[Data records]
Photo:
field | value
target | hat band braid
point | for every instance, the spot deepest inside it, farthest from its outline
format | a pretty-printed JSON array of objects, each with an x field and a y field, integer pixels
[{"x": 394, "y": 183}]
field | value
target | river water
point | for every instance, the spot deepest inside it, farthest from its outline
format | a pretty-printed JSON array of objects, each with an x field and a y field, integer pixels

Problem description: Send back, unchanged, every line of the records from the one with "target | hat band braid" through the last.

Task solution:
target | hat band braid
point | for every instance, the spot deepest inside it, farthest from its outline
format | a pretty-printed JSON array of objects, each with an x field and a y field, integer pixels
[{"x": 394, "y": 183}]
field | value
target | river water
point | for every instance, the spot deepest inside it, farthest from its outline
format | a pretty-printed JSON array of objects, each with an x field and a y field, integer pixels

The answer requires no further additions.